FRAGMENTO DEL DOCUMENTO =>

- - - - - - -

SEÑOR DE LA DIVINA MISERICORDIA

Llamados a creer sin haber visto

¡Dichosos somos nosotros porque hemos creído sin haber visto! Las apariciones que presenta el evangelio de Juan están sincronizadas en diferentes experiencias que va viviendo la naciente comunidad cristiana: a las mujeres que vieron morir a Cristo y a quienes se le apareció el resucitado y que les llevó luego a anunciar a los hermanos esta Buena Noticia (María Magdalena), por tanto, las primeras que dieron testimonio de la resurrección; hacia aquellos que huyeron en la pasión, pero que luego, contemplaron al Resucitado y confirmaron el cumplimiento de las Escrituras (los discípulos de Jesús); y a los que recibieron este testimonio, no pudiendo ver al Resucitado, pero creyeron en tal testimonio (la bienaventuranza de Jesús luego de la aparición a Tomás).

- - - - - - -

ENTRADAS PROPORCIONADAS =>

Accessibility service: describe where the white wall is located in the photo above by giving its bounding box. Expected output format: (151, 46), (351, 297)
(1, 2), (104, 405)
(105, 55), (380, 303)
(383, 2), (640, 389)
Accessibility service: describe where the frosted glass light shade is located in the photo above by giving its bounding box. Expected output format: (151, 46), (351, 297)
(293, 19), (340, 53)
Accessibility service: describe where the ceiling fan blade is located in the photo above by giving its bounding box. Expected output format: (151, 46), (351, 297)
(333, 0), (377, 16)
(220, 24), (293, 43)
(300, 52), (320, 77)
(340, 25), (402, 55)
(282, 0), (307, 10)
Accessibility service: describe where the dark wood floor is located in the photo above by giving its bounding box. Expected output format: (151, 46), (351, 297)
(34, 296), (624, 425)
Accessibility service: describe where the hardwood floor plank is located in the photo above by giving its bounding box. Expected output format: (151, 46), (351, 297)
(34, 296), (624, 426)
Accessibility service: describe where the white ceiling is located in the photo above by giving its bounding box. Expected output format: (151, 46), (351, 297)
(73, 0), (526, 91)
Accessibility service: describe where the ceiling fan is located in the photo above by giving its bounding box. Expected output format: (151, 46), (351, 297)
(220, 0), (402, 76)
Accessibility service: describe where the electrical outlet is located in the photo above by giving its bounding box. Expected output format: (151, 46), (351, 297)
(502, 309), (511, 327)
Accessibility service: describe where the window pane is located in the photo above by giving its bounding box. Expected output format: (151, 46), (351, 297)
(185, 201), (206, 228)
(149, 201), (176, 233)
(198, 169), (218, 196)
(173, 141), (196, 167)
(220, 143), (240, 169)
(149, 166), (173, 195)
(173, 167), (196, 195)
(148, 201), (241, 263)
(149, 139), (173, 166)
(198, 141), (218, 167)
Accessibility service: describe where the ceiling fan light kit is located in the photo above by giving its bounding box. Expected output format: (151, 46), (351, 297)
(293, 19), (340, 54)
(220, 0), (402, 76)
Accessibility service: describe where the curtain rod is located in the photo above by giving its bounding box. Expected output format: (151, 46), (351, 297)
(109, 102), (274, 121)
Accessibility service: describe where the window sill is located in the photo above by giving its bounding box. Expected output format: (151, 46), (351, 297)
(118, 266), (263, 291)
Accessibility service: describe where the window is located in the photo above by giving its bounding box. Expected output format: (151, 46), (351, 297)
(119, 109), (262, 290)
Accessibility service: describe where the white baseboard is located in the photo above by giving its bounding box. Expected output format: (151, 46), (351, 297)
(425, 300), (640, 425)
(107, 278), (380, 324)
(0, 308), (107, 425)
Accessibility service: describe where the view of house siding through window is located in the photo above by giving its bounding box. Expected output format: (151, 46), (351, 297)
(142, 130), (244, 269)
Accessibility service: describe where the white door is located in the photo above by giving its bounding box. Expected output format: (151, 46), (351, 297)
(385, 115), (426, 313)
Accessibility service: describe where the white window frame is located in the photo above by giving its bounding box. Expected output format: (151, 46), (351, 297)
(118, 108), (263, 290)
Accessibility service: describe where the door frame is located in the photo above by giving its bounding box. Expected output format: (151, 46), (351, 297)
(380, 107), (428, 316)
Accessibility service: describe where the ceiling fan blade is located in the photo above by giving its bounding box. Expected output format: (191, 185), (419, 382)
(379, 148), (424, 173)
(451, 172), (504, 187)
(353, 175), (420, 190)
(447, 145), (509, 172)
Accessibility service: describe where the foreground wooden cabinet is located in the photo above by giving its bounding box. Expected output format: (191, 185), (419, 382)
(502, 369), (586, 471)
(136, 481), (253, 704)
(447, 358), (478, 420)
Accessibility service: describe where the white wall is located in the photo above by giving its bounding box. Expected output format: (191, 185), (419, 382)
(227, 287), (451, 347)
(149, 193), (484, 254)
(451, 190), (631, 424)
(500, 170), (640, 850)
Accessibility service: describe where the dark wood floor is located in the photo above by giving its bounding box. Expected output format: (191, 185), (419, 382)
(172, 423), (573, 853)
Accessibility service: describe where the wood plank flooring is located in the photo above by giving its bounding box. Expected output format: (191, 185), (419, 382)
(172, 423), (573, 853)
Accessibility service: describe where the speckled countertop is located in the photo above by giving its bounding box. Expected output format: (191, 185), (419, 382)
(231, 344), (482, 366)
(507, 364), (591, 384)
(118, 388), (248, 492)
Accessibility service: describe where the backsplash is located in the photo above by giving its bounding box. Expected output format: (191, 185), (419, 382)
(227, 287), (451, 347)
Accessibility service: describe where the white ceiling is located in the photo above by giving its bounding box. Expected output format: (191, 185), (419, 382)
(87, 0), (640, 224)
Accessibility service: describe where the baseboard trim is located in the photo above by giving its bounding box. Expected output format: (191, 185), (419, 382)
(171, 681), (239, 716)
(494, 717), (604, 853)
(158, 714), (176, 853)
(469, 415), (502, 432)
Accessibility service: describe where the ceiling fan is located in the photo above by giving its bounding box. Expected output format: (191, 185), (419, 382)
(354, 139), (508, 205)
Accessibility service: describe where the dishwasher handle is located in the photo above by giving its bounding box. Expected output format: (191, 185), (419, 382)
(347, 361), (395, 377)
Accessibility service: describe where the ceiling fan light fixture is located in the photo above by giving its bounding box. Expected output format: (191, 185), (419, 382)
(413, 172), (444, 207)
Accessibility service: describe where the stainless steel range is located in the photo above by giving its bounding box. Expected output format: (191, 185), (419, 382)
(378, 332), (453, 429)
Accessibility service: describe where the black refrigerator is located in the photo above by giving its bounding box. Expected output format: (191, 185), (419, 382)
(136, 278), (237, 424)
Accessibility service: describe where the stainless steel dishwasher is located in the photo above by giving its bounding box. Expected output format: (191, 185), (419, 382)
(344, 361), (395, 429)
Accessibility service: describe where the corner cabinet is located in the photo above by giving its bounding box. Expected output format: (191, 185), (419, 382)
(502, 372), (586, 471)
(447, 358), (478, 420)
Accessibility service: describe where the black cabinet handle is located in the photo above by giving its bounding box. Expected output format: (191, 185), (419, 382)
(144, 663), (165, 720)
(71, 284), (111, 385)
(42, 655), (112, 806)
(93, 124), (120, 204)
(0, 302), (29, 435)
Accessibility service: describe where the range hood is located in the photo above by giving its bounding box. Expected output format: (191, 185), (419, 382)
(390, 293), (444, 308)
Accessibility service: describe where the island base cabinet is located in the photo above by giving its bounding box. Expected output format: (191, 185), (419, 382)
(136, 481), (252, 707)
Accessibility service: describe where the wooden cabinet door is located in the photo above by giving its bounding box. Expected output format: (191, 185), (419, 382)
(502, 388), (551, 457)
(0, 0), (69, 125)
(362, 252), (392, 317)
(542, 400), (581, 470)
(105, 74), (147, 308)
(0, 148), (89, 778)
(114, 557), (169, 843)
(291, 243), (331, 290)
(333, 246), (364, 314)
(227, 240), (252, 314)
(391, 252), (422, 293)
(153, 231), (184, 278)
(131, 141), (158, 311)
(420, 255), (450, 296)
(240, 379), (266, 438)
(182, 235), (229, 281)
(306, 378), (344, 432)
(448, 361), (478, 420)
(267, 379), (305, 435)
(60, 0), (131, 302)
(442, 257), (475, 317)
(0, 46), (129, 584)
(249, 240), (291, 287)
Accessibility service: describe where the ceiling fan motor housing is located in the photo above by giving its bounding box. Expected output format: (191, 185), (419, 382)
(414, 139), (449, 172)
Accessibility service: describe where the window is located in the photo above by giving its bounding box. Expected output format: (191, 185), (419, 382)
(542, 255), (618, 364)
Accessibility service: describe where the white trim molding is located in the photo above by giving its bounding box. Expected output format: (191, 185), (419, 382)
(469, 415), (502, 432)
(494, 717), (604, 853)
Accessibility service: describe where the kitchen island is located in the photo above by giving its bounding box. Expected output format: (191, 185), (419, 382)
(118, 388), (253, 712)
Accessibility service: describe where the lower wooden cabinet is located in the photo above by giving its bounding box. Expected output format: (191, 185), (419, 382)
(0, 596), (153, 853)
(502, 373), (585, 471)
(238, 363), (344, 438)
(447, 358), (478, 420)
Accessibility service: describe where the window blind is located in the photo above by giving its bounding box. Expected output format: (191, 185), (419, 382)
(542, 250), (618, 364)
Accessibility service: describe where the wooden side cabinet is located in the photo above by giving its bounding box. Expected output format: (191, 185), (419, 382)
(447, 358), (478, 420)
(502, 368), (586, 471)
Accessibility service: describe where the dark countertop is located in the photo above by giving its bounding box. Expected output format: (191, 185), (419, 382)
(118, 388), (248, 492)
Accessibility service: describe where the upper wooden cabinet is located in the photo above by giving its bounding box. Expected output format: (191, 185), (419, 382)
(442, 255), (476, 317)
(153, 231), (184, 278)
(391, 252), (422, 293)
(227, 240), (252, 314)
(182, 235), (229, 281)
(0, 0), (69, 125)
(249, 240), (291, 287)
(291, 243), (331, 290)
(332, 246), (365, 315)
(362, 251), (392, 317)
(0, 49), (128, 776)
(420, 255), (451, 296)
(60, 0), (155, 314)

- - - - - - -

CONSIGNA 1 =>
Responde a partir del fragmento sobre las apariciones del Resucitado:
(a) ¿De qué evangelio son las apariciones que presenta el texto?
(b) ¿A quién señala entre paréntesis como la mujer que anunció la Buena Noticia a los hermanos?
(c) ¿Tras la aparición a qué discípulo se ubica la bienaventuranza de Jesús?
CONSIGNA 2 => Escribe la continuación del fragmento sobre las apariciones del Resucitado a partir de su última oración.

RESPUESTA CORRECTA 1 =>
(a) Del evangelio de Juan.
(b) A María Magdalena.
(c) A Tomás.

RESPUESTA CORRECTA 2 =>
Si entendiéramos que este cuarto evangelio ha tenido un largo proceso de elaboración (casi tres generaciones de cristianos) podríamos valorar a cada grupo de cristianos que en su momento aceptaron el testimonio de la fe en el resucitado. La narración del evangelio de este domingo, nos ubica justamente en dos momentos señalando justamente a dos grupos: los que pudieron ver al Resucitado y los que vendrán después y deberán creer en el testimonio de los apóstoles. En la instancia primera, señalamos dos puntos importantes: Jesús viene a traernos su paz en medio del temor que agobia a sus discípulos, una paz diferente a la que conocían, la “Pax romana”, basada en la opresión y la muerte, y en segundo lugar, reciben por la efusión del Espíritu la potestad en comunidad de perdonar los pecados o retenerlos. Sin duda, el marco de autoridad que reciben revela que tendrán que ejercer responsabilidades en el nombre de Dios de una forma distinta a la ya conocida en el mundo judío (Día de la Expiación). En la segunda instancia, la perícopa de la aparición de Jesús a sus discípulos y, ya entre ellos, Tomás, está reflejado toda esa generación que tuvo que poner su confianza en el testimonio apostólico sin haber visto al Resucitado y, por supuesto nosotros estamos en ese grupo, pues somos herederos de esa generación. Hoy mucha gente duda de nuestra fe, piensa que es una historia fantasiosa que intenta “darnos ánimos para continuar”, pero cuando uno tiene una experiencia profunda de este don maravilloso de la fe, las cosas cambian rotundamente. Pero no es solo un testimonio de palabra lo que mueve a la conversión, es un estilo de vida único.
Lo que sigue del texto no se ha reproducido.